Below are records; repeat them all exactly.
*** DATA SUPPLIED ***
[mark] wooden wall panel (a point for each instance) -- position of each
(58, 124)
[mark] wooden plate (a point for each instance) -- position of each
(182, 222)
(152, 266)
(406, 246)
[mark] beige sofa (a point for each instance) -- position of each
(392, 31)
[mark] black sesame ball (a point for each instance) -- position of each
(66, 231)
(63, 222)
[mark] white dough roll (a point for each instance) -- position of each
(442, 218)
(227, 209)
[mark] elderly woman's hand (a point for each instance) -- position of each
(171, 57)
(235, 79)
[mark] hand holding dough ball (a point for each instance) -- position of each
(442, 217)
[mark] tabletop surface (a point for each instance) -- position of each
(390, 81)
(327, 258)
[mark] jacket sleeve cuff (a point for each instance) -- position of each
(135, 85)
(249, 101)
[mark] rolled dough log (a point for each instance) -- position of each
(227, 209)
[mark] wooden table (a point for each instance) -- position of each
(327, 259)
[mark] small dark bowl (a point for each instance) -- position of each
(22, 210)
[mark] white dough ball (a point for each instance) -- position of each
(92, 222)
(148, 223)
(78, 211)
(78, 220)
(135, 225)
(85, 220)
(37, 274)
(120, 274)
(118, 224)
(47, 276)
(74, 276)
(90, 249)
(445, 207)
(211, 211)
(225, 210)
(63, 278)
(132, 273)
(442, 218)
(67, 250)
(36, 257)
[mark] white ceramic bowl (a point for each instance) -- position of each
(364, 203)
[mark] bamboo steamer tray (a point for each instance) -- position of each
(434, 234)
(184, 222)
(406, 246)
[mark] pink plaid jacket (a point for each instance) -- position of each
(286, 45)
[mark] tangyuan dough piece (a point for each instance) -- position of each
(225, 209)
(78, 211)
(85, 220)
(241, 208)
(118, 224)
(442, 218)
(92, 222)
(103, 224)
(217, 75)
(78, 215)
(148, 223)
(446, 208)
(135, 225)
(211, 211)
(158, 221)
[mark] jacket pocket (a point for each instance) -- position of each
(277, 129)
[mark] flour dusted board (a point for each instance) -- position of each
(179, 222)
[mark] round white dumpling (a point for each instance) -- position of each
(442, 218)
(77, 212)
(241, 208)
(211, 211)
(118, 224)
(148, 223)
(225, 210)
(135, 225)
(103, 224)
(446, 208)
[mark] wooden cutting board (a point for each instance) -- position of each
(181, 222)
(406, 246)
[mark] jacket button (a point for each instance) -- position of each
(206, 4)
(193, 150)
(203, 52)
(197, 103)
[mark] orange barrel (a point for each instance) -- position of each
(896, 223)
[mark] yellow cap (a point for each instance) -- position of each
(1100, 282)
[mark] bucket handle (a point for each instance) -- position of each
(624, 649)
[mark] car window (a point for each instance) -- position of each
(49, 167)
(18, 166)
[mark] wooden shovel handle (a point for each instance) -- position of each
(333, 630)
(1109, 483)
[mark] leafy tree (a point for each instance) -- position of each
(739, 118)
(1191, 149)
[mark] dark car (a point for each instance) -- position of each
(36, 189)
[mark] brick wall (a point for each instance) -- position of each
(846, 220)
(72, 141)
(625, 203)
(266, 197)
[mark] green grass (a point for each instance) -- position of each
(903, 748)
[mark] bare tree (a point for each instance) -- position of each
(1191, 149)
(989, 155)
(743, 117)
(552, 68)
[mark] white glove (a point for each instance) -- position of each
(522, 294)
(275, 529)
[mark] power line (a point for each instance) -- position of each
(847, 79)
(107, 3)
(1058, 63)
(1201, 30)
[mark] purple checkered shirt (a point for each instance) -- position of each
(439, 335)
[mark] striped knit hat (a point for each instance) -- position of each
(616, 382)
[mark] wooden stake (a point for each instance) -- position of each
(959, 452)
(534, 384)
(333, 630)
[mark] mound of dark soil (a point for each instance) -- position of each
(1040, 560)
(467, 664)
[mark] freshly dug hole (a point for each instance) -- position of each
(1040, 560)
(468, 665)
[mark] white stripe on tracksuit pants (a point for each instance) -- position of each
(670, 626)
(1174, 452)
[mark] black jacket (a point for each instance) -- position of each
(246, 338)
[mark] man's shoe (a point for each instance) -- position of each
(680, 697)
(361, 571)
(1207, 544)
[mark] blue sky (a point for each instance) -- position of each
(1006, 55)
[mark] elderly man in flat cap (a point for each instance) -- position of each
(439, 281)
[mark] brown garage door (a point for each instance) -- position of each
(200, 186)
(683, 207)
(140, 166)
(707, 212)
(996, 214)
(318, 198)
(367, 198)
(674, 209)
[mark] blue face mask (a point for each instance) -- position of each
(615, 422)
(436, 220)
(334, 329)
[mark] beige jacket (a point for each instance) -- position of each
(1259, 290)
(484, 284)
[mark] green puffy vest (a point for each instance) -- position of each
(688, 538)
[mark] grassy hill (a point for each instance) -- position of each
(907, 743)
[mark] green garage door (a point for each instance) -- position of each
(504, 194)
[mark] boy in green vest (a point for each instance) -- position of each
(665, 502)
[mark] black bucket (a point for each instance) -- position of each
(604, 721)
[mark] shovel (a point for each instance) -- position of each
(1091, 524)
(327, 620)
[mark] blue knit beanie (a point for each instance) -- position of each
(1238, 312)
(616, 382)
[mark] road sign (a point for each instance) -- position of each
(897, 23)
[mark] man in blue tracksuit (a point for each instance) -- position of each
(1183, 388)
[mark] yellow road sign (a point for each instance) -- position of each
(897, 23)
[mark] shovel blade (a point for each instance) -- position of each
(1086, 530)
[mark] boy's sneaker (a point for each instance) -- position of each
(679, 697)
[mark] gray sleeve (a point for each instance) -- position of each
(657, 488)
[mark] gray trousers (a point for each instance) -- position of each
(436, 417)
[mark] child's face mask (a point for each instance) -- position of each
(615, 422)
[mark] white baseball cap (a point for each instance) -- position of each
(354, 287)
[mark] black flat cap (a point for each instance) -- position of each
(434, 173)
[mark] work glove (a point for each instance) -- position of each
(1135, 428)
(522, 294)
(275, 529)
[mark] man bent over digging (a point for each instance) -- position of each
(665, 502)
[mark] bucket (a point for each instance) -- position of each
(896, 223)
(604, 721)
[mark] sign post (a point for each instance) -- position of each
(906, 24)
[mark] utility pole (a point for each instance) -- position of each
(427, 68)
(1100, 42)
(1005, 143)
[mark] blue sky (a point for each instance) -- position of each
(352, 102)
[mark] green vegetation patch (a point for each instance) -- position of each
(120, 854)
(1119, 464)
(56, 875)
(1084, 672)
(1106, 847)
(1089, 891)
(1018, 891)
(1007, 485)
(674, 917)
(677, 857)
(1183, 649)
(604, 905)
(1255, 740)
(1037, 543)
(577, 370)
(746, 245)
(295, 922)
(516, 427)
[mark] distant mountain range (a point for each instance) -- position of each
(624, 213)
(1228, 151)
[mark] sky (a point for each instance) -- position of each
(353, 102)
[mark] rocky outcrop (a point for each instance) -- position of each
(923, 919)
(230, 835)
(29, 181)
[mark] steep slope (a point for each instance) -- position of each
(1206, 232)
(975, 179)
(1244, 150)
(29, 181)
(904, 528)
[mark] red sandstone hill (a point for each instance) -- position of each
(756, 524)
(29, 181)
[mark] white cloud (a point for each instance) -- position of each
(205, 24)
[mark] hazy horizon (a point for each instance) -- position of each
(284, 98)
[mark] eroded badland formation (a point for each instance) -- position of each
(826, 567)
*** End of DATA SUPPLIED ***
**YOUR RESPONSE**
[mark] wooden wall panel (a point for each instance) -- position of each
(58, 124)
[mark] wooden plate (a point for each instance) -- position of each
(182, 222)
(152, 266)
(406, 246)
[mark] beige sofa (a point for each instance) -- position of each
(392, 31)
[mark] black sesame ball (a point for each instance) -- position of each
(66, 231)
(63, 222)
[mark] white dough roll (a point for each instance) -- position of each
(442, 218)
(227, 209)
[mark] elderly woman's hand (a point for each instance) -- position of each
(171, 57)
(235, 79)
[mark] hand holding dough ball (a point for each instance) -- position of each
(442, 217)
[mark] tabletop surface (a point for each instance) -- position of each
(390, 81)
(327, 258)
[mark] jacket sleeve cuff (a point for each instance) -- position of each
(135, 85)
(249, 101)
[mark] rolled dough log (a point for each instance) -- position of each
(227, 209)
[mark] wooden table (a point for each instance) -- position of each
(327, 259)
[mark] small dark bowl (a point for each instance) -- position of each
(22, 210)
[mark] white dough ball (a point for each instance) -- position of each
(92, 222)
(148, 223)
(78, 211)
(78, 220)
(135, 225)
(85, 220)
(37, 274)
(120, 274)
(118, 224)
(47, 276)
(74, 276)
(90, 249)
(445, 207)
(211, 211)
(225, 210)
(63, 278)
(132, 273)
(442, 218)
(67, 250)
(36, 257)
[mark] white ceramic bowl (a point for each instance) -- position of each
(364, 203)
[mark] bamboo steamer tray (a point for each instance) -- position of each
(434, 234)
(184, 222)
(406, 246)
[mark] pink plaid jacket (a point for each instance) -- position of each
(286, 45)
[mark] tangyuan dough piece (a point for each instance) -- position of each
(225, 209)
(78, 211)
(85, 220)
(241, 208)
(118, 224)
(442, 218)
(92, 222)
(103, 224)
(217, 75)
(78, 215)
(148, 223)
(446, 208)
(135, 225)
(211, 211)
(158, 221)
[mark] jacket pocket (a point for each instance) -- position of each
(277, 129)
[mark] flour dusted board (a point for each instance) -- position of each
(179, 222)
[mark] round white dumpling (a point for each instance) -- position of each
(442, 218)
(77, 212)
(241, 208)
(211, 211)
(118, 224)
(148, 223)
(225, 210)
(135, 225)
(103, 224)
(446, 208)
[mark] wooden cutting board (a point for each instance) -- position of each
(181, 222)
(406, 246)
[mark] jacket button (a point for each instance) -- position of each
(206, 4)
(193, 150)
(203, 52)
(197, 103)
[mark] orange barrel (a point for each instance) -- position of each
(896, 223)
[mark] yellow cap (a point for each instance) -- position of each
(1100, 282)
[mark] bucket handle (a point for each instance) -- position of each
(624, 649)
[mark] car window (a point for each instance) -- position of each
(49, 167)
(18, 166)
[mark] wooden shovel handle (a point for each instance) -- position of each
(333, 630)
(1109, 483)
[mark] leafy tree (a point for each instance) -- position of each
(739, 118)
(1191, 149)
[mark] dark car (a point for each instance) -- position of each
(36, 189)
[mark] brick wall (a point for each instance) -- position of each
(846, 220)
(72, 141)
(625, 203)
(266, 197)
[mark] green grass (a point for each instance) -- position of each
(903, 748)
[mark] bare tree (a point for each instance) -- position of each
(1191, 149)
(989, 155)
(743, 117)
(552, 68)
[mark] white glove (a point for each instance) -- position of each
(522, 294)
(275, 529)
[mark] power line (a point for each instance) -- position of each
(847, 79)
(107, 3)
(1058, 63)
(1201, 30)
[mark] purple checkered shirt (a point for each instance) -- position of each
(439, 335)
[mark] striped knit hat (a point for each instance) -- position of each
(616, 382)
[mark] wooden stake (a point for each instance) -- position of each
(959, 452)
(534, 384)
(333, 630)
[mark] mound of dark soil (a point for each instance) -- position of each
(1040, 560)
(467, 664)
[mark] freshly dug hole (a point for each instance) -- position of each
(1040, 560)
(468, 665)
[mark] white stripe on tracksuit pants (a point for each instance) -- position of each
(670, 626)
(1174, 452)
[mark] black jacket (a point for each instance) -- position of each
(246, 338)
[mark] man's shoe (a point for each instance) -- position of each
(680, 697)
(361, 571)
(1207, 544)
[mark] blue sky (a point for each instance) -- position of each
(1006, 55)
[mark] elderly man in flat cap (a point for each instance) -- position of each
(439, 281)
[mark] brown garage door (a point for each instance) -- position of each
(200, 186)
(683, 207)
(140, 166)
(707, 212)
(996, 214)
(318, 198)
(367, 198)
(674, 209)
[mark] blue face mask (a point for each instance) -- position of each
(615, 422)
(436, 220)
(334, 329)
[mark] beige jacket (a point for each instance) -- position of each
(1259, 290)
(484, 284)
[mark] green puffy vest (a point for each instance) -- position of each
(688, 538)
[mark] grassy hill (a point for each instance) -- position of each
(907, 743)
[mark] green garage door (a point for each instance) -- position of each
(504, 194)
[mark] boy in green vest (a point for each instance) -- position of each
(665, 502)
[mark] black bucket (a point for each instance) -- position of each
(604, 721)
[mark] shovel (a point for each instance) -- position of each
(1091, 524)
(327, 620)
[mark] blue knit beanie (a point for each instance) -- position of each
(1238, 312)
(616, 382)
[mark] road sign (a point for each instance) -- position of each
(897, 23)
[mark] man in blue tracksuit (a point for each instance) -- position of each
(1183, 388)
[mark] yellow road sign (a point for each instance) -- position of each
(897, 23)
[mark] shovel blade (a point for each instance) -- position of each
(1086, 530)
[mark] boy's sneaker (a point for each instance) -- position of each
(679, 697)
[mark] gray sleeve (a point for each instance) -- position of each
(657, 488)
[mark] gray trousers (a point for each instance) -- position of each
(436, 417)
[mark] child's face mask (a point for each instance) -- position of each
(615, 422)
[mark] white baseball cap (a point for each instance) -- position of each
(354, 287)
[mark] black flat cap (a point for each instance) -- position of each
(434, 173)
[mark] work glove (a point for each instance) -- position of each
(1135, 428)
(522, 294)
(275, 529)
[mark] man bent over digging (a point for each instance) -- position of each
(665, 502)
[mark] bucket (a point for each instance) -- position of each
(896, 223)
(604, 721)
[mark] sign post (a point for each instance) -- position of each
(906, 24)
[mark] utility pole (a point for each instance) -- position of each
(427, 68)
(1100, 42)
(1005, 143)
[mark] blue sky (a point for each instance) -- position of each
(352, 102)
[mark] green vegetation patch (a point for each instance) -- position of each
(120, 854)
(1119, 464)
(56, 875)
(1084, 672)
(1106, 847)
(1089, 891)
(1018, 891)
(1007, 485)
(674, 917)
(677, 857)
(1183, 649)
(604, 905)
(1255, 740)
(1037, 543)
(577, 370)
(746, 245)
(295, 922)
(516, 427)
[mark] distant mountain range (a point for each instance) -- position of each
(624, 213)
(1228, 151)
[mark] sky (a point for each instance) -- position of each
(353, 102)
[mark] rocky outcrop (a point for each instance) -- position of each
(923, 919)
(230, 835)
(29, 181)
[mark] steep slope (a point for each instance) -- position of each
(1206, 232)
(975, 179)
(1244, 150)
(29, 181)
(904, 528)
[mark] red sandstone hill (a point for each instance) -- position of each
(756, 524)
(29, 181)
[mark] white cloud (a point for each instance) -- position of each
(205, 24)
[mark] hazy horizon (a point for each instance) -- position of each
(284, 98)
[mark] eroded badland formation (a point for each instance) -- position of each
(826, 567)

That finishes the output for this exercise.